* Exercise data:
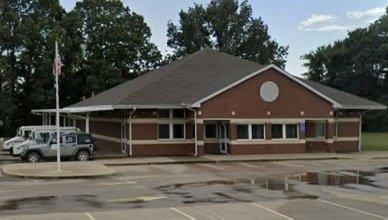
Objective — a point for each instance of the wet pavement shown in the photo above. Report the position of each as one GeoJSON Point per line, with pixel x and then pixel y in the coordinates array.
{"type": "Point", "coordinates": [274, 185]}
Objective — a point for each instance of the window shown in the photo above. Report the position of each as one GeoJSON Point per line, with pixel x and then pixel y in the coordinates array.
{"type": "Point", "coordinates": [178, 131]}
{"type": "Point", "coordinates": [42, 137]}
{"type": "Point", "coordinates": [171, 131]}
{"type": "Point", "coordinates": [257, 131]}
{"type": "Point", "coordinates": [164, 113]}
{"type": "Point", "coordinates": [178, 113]}
{"type": "Point", "coordinates": [277, 131]}
{"type": "Point", "coordinates": [211, 130]}
{"type": "Point", "coordinates": [319, 129]}
{"type": "Point", "coordinates": [242, 132]}
{"type": "Point", "coordinates": [26, 134]}
{"type": "Point", "coordinates": [70, 139]}
{"type": "Point", "coordinates": [291, 131]}
{"type": "Point", "coordinates": [163, 131]}
{"type": "Point", "coordinates": [84, 139]}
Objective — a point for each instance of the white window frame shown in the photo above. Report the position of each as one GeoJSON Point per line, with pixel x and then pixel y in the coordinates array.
{"type": "Point", "coordinates": [204, 131]}
{"type": "Point", "coordinates": [284, 133]}
{"type": "Point", "coordinates": [171, 113]}
{"type": "Point", "coordinates": [171, 131]}
{"type": "Point", "coordinates": [324, 130]}
{"type": "Point", "coordinates": [250, 132]}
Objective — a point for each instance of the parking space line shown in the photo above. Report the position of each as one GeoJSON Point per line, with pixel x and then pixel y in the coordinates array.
{"type": "Point", "coordinates": [353, 209]}
{"type": "Point", "coordinates": [249, 165]}
{"type": "Point", "coordinates": [272, 211]}
{"type": "Point", "coordinates": [212, 166]}
{"type": "Point", "coordinates": [89, 216]}
{"type": "Point", "coordinates": [182, 213]}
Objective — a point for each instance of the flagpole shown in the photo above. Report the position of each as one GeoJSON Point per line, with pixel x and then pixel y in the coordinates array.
{"type": "Point", "coordinates": [57, 107]}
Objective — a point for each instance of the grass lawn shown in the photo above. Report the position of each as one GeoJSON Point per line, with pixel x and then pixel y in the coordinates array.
{"type": "Point", "coordinates": [374, 141]}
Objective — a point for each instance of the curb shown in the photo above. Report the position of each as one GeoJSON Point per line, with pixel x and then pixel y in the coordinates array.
{"type": "Point", "coordinates": [13, 174]}
{"type": "Point", "coordinates": [221, 161]}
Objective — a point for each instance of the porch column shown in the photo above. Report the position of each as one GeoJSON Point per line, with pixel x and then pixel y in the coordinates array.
{"type": "Point", "coordinates": [198, 132]}
{"type": "Point", "coordinates": [330, 129]}
{"type": "Point", "coordinates": [87, 123]}
{"type": "Point", "coordinates": [359, 133]}
{"type": "Point", "coordinates": [268, 133]}
{"type": "Point", "coordinates": [130, 135]}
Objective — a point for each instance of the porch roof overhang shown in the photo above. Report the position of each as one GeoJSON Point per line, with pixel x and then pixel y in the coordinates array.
{"type": "Point", "coordinates": [97, 108]}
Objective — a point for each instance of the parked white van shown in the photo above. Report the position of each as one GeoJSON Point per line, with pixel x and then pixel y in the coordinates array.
{"type": "Point", "coordinates": [22, 134]}
{"type": "Point", "coordinates": [38, 136]}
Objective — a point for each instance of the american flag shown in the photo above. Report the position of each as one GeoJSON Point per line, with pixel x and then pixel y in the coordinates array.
{"type": "Point", "coordinates": [57, 62]}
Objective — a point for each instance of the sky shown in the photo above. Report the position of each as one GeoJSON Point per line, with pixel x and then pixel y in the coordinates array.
{"type": "Point", "coordinates": [303, 25]}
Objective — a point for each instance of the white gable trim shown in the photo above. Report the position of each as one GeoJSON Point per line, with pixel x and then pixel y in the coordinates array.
{"type": "Point", "coordinates": [335, 104]}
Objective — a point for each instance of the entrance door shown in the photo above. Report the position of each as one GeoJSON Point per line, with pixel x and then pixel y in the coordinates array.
{"type": "Point", "coordinates": [124, 138]}
{"type": "Point", "coordinates": [223, 137]}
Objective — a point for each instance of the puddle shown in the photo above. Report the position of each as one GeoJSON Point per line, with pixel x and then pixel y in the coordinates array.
{"type": "Point", "coordinates": [238, 190]}
{"type": "Point", "coordinates": [48, 202]}
{"type": "Point", "coordinates": [342, 178]}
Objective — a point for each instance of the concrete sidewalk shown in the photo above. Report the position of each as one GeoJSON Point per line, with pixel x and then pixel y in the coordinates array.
{"type": "Point", "coordinates": [128, 161]}
{"type": "Point", "coordinates": [49, 170]}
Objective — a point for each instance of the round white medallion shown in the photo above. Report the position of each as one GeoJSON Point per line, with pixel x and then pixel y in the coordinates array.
{"type": "Point", "coordinates": [269, 91]}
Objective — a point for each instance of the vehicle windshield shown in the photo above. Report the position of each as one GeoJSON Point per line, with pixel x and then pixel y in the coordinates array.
{"type": "Point", "coordinates": [18, 132]}
{"type": "Point", "coordinates": [26, 134]}
{"type": "Point", "coordinates": [42, 137]}
{"type": "Point", "coordinates": [32, 135]}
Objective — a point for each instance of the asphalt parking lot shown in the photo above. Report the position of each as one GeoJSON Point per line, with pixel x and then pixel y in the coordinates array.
{"type": "Point", "coordinates": [325, 189]}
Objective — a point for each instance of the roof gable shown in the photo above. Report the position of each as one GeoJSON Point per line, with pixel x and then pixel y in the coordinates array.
{"type": "Point", "coordinates": [200, 76]}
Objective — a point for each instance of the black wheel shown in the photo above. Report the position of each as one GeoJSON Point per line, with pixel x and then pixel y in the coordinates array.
{"type": "Point", "coordinates": [82, 155]}
{"type": "Point", "coordinates": [33, 157]}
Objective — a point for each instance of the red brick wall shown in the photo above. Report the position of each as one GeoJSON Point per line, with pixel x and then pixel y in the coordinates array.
{"type": "Point", "coordinates": [267, 149]}
{"type": "Point", "coordinates": [244, 99]}
{"type": "Point", "coordinates": [144, 132]}
{"type": "Point", "coordinates": [164, 150]}
{"type": "Point", "coordinates": [348, 129]}
{"type": "Point", "coordinates": [346, 146]}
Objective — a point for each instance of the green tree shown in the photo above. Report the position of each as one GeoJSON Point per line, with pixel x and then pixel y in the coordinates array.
{"type": "Point", "coordinates": [357, 64]}
{"type": "Point", "coordinates": [116, 44]}
{"type": "Point", "coordinates": [227, 26]}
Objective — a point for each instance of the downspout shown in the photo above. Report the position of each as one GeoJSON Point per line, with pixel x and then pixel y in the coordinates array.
{"type": "Point", "coordinates": [130, 131]}
{"type": "Point", "coordinates": [360, 132]}
{"type": "Point", "coordinates": [195, 128]}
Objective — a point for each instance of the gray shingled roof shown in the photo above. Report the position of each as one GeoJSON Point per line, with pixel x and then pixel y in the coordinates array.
{"type": "Point", "coordinates": [184, 81]}
{"type": "Point", "coordinates": [195, 77]}
{"type": "Point", "coordinates": [346, 100]}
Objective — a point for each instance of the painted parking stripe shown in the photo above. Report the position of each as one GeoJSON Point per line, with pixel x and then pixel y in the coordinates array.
{"type": "Point", "coordinates": [211, 166]}
{"type": "Point", "coordinates": [353, 209]}
{"type": "Point", "coordinates": [272, 211]}
{"type": "Point", "coordinates": [249, 165]}
{"type": "Point", "coordinates": [89, 216]}
{"type": "Point", "coordinates": [182, 213]}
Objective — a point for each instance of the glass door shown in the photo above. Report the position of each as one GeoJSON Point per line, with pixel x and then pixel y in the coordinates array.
{"type": "Point", "coordinates": [223, 137]}
{"type": "Point", "coordinates": [124, 138]}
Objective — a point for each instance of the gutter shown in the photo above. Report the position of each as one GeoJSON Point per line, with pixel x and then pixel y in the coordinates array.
{"type": "Point", "coordinates": [195, 128]}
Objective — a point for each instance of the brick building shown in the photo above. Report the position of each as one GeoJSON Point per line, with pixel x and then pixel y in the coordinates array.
{"type": "Point", "coordinates": [213, 103]}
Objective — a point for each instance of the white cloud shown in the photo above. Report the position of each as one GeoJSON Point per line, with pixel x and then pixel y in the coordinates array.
{"type": "Point", "coordinates": [315, 19]}
{"type": "Point", "coordinates": [368, 13]}
{"type": "Point", "coordinates": [335, 28]}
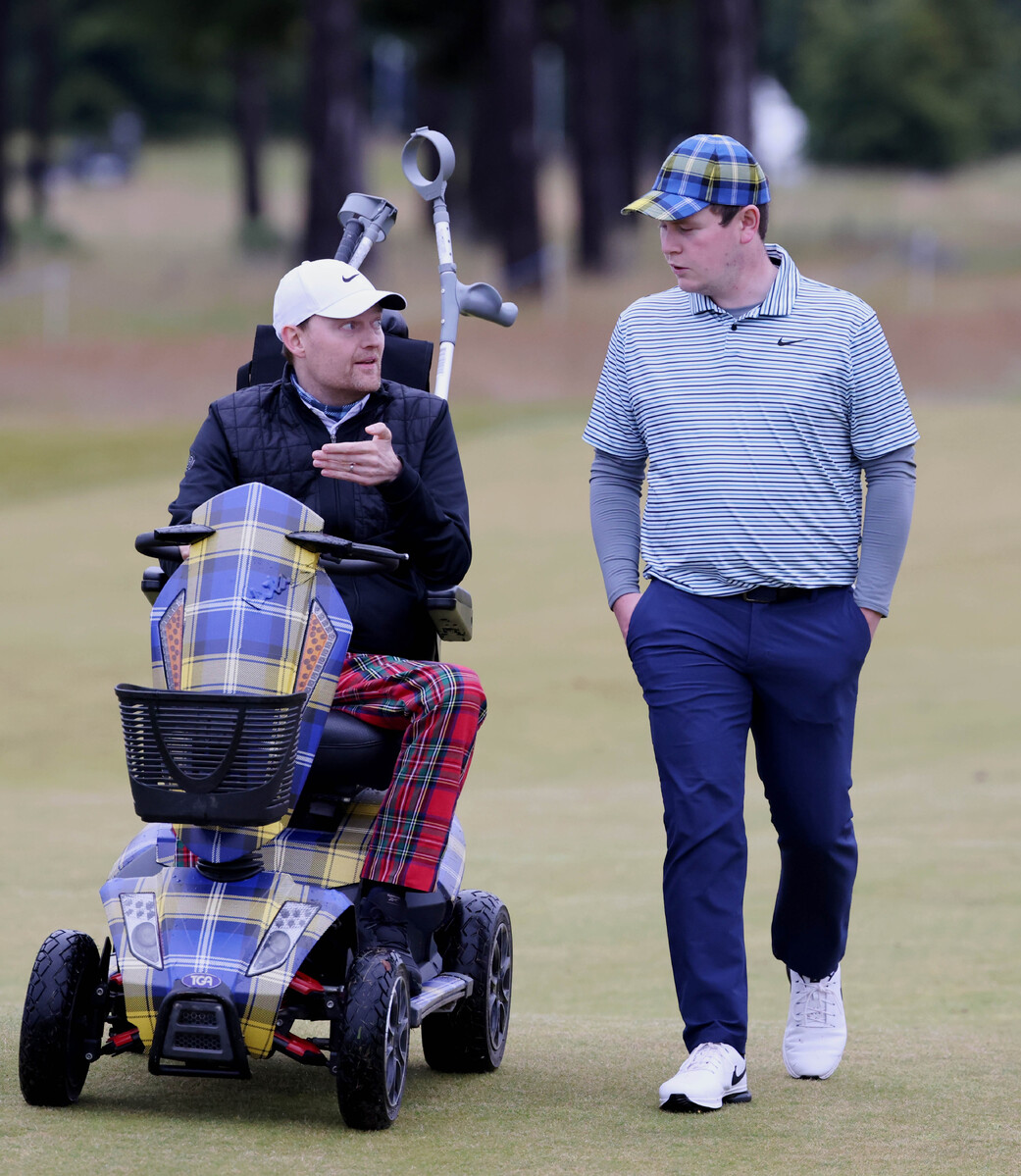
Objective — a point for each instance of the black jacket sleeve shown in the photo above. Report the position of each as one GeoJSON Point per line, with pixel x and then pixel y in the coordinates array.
{"type": "Point", "coordinates": [429, 508]}
{"type": "Point", "coordinates": [210, 470]}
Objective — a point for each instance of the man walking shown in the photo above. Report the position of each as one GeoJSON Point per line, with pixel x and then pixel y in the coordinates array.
{"type": "Point", "coordinates": [751, 399]}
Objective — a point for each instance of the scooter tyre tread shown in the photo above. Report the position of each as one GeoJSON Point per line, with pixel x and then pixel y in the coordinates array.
{"type": "Point", "coordinates": [52, 1067]}
{"type": "Point", "coordinates": [361, 1079]}
{"type": "Point", "coordinates": [459, 1042]}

* Stated problem:
Set down exactly and only the lines from the line that contains "Objective — a point for each instance of the white cloud" through the last line of the entries above, with both of those lines included and the pictures left out.

* Correct response:
Objective — a point for each instance of the white cloud shown in the photo above. Report the position of each as one GeoJSON Point per line, with pixel x and then pixel y in the coordinates array.
{"type": "Point", "coordinates": [315, 19]}
{"type": "Point", "coordinates": [368, 13]}
{"type": "Point", "coordinates": [335, 28]}
Objective — a point for each instance of the black jacket sleeve shown in the photo above. Report the position of each as one GeoJSON Point per line, with pixel x and then pixel y in the coordinates array.
{"type": "Point", "coordinates": [429, 508]}
{"type": "Point", "coordinates": [210, 470]}
Objective — a point for each instance of the man walking shown in the photo above. Report the position of each as one GeoJSON Point per line, with pixel x and then pixel y in the coordinates array.
{"type": "Point", "coordinates": [751, 399]}
Objective — a point for each instance of the scooter tyre tread shown in the photo above. Report the position of each as one GeoJSON Point per line, with pixel x and then pixel y in the coordinates array.
{"type": "Point", "coordinates": [52, 1067]}
{"type": "Point", "coordinates": [361, 1079]}
{"type": "Point", "coordinates": [459, 1042]}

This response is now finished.